Records shown:
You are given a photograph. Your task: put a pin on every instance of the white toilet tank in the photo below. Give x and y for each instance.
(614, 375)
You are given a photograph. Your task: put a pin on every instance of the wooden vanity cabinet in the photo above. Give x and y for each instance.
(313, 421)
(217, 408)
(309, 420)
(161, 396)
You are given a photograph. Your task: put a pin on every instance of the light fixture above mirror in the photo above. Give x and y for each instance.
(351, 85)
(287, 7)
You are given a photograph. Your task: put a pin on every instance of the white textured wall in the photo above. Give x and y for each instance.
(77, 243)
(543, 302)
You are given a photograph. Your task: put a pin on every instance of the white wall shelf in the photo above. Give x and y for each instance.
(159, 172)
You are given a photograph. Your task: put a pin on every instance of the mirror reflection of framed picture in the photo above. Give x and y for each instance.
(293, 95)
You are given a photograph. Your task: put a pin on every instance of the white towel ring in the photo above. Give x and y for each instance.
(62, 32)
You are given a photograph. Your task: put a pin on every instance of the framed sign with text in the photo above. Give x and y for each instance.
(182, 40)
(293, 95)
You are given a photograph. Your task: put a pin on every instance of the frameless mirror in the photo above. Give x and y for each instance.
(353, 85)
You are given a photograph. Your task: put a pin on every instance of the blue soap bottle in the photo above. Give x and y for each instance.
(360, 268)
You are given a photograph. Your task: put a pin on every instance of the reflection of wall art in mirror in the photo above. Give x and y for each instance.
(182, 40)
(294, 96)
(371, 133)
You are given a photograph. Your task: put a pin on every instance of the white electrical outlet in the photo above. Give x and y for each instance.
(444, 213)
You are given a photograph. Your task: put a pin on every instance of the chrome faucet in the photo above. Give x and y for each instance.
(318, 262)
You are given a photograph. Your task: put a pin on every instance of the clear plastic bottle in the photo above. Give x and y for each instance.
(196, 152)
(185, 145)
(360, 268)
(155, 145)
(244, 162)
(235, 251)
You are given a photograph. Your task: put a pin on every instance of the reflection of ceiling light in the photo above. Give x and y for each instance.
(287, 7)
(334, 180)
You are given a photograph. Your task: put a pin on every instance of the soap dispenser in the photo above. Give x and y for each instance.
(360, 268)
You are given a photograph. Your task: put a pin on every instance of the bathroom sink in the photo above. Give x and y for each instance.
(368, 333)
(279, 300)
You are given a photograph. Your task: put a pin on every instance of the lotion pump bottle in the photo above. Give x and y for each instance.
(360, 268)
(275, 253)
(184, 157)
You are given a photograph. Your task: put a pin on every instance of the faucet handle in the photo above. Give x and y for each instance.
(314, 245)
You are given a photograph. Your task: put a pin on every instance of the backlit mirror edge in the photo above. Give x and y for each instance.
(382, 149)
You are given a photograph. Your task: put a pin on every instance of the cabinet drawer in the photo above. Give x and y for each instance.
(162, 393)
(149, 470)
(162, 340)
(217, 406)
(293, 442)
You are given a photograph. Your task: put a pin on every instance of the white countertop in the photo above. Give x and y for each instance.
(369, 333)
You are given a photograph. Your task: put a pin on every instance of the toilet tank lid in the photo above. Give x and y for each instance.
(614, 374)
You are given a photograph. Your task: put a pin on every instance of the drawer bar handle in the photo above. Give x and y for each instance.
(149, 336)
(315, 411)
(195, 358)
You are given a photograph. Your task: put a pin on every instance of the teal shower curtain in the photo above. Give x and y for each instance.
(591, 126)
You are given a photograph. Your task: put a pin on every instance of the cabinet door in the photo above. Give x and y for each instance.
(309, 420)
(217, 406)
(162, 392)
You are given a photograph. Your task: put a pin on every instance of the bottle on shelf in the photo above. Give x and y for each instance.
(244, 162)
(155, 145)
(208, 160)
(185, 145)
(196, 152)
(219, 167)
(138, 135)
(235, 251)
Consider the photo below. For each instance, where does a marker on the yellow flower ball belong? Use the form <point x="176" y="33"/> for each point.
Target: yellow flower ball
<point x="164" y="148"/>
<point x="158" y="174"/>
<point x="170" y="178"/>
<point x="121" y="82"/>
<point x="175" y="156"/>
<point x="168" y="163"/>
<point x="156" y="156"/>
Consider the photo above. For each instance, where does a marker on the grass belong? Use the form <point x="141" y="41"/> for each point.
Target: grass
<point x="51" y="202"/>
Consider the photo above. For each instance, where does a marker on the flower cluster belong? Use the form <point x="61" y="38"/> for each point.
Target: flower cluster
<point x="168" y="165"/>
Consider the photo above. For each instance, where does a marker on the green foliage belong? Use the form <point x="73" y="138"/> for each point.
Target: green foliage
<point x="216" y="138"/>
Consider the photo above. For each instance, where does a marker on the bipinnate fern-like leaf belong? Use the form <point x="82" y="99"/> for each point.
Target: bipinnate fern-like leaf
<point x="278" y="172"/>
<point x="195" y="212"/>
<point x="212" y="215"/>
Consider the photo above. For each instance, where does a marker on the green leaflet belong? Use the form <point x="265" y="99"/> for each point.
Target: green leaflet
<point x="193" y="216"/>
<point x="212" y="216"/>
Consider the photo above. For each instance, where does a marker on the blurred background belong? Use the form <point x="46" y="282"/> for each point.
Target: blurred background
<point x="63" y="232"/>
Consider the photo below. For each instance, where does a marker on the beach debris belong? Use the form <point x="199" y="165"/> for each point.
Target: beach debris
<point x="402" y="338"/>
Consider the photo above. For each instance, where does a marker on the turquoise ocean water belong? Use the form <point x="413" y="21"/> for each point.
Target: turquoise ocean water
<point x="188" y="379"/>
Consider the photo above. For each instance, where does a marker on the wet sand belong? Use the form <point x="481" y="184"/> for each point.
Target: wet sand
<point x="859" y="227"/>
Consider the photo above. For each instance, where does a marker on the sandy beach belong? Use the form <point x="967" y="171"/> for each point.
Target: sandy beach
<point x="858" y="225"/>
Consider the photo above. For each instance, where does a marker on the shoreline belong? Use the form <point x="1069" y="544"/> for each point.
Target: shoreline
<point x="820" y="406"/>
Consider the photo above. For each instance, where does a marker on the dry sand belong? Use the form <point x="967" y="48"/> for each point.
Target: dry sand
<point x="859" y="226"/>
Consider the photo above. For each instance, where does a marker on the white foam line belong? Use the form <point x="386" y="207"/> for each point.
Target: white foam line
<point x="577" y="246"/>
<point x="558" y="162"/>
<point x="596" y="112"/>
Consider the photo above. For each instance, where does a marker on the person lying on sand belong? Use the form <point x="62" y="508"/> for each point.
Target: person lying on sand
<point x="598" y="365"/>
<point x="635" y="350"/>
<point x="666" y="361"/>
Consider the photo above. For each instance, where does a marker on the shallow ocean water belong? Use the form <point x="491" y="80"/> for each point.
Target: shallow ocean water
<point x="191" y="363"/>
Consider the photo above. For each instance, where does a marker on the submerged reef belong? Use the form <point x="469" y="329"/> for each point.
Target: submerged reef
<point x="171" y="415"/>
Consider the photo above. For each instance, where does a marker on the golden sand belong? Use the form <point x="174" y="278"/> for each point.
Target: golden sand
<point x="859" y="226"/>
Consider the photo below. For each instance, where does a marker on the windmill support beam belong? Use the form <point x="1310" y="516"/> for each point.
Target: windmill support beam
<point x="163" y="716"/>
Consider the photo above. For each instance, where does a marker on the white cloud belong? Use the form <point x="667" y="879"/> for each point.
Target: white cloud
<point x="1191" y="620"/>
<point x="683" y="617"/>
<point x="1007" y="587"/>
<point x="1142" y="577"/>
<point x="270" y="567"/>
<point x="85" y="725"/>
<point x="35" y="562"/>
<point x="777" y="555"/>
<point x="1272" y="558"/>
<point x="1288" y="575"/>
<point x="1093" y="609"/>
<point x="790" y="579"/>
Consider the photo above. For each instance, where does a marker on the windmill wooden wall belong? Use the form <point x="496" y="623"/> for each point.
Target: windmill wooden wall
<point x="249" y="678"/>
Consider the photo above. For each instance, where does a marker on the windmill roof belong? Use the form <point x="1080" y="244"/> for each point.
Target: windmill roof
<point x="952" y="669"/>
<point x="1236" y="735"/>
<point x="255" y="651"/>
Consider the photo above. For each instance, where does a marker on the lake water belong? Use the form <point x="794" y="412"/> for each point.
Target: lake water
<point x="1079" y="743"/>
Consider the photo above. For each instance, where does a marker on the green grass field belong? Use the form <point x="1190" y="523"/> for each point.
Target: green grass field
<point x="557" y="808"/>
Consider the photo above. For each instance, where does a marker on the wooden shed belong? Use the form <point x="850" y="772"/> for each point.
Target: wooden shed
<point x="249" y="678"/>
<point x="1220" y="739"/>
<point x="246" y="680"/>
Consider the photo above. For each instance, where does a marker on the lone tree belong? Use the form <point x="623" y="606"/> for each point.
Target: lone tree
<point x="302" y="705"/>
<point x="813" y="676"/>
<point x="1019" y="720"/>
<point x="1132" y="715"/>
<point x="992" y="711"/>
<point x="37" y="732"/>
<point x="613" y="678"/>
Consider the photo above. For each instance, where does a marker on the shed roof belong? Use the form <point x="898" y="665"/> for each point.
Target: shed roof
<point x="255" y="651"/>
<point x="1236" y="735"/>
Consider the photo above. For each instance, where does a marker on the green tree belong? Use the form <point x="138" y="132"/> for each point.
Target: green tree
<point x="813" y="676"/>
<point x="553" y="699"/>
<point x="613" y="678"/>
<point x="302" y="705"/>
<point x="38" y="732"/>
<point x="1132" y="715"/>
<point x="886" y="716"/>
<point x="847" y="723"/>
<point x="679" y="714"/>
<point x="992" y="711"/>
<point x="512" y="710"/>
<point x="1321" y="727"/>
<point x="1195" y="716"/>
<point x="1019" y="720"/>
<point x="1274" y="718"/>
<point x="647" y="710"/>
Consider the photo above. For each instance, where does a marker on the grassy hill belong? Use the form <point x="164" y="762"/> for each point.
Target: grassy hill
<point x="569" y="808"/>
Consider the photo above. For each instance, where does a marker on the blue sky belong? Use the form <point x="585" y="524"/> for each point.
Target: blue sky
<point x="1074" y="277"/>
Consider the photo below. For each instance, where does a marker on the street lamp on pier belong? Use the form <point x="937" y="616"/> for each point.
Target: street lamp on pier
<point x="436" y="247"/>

What to work on:
Beginning with the line in which "on the blue" appears, set down each line through the last one in the listing, unchanged and with no extras.

Response:
Consider the photo above. For each instance, where does a marker on the blue sky belong? Use the form <point x="585" y="524"/> for each point.
Target: blue sky
<point x="1074" y="277"/>
Consider the photo below. For each instance, where does a marker on the street lamp on pier belong? Use the form <point x="937" y="616"/> for each point.
Target: street lamp on pier
<point x="436" y="247"/>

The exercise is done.